Go through the records line by line and work out how many lines hold the word "bread". Answer with the number only.

++++ DATASET RECORDS

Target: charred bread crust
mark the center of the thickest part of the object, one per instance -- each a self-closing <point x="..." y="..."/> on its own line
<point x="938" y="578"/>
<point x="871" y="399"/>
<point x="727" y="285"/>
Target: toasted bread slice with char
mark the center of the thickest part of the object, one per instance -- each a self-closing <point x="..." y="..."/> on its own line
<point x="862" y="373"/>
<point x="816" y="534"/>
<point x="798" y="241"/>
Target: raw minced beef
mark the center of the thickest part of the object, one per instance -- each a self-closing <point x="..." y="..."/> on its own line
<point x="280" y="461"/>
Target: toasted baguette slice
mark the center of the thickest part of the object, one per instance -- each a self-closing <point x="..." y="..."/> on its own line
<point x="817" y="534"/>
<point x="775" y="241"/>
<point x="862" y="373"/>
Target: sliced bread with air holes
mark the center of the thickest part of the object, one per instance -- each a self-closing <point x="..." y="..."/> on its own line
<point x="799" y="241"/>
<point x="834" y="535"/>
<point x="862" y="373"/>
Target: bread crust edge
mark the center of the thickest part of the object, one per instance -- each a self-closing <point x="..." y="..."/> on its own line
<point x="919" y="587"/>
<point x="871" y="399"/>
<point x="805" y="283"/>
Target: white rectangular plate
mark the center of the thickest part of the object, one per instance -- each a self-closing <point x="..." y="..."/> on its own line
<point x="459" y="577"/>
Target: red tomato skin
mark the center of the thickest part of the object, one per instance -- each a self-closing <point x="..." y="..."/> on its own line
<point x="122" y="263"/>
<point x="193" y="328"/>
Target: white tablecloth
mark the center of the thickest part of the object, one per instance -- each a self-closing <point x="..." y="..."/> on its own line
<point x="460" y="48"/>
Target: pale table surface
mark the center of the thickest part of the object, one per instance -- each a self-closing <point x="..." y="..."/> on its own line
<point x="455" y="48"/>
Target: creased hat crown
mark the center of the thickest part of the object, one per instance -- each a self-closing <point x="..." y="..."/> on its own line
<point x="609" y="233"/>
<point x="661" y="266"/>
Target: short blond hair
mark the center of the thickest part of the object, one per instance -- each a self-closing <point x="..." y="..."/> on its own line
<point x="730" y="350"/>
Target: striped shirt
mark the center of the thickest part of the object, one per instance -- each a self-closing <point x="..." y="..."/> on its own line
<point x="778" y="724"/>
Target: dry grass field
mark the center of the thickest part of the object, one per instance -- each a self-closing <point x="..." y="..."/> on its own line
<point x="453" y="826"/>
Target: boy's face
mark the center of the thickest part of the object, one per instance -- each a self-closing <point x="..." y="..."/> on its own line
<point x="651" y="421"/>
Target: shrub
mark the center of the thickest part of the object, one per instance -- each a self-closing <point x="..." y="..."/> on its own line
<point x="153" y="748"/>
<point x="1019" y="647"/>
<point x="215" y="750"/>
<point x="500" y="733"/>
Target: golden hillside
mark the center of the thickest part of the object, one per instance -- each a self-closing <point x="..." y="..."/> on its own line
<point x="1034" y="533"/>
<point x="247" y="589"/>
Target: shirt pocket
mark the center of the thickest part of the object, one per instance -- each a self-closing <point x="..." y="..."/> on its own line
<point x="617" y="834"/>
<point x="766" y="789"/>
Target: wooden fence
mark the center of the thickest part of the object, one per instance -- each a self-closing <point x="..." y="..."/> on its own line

++++++++

# COMPLETED EXERCISE:
4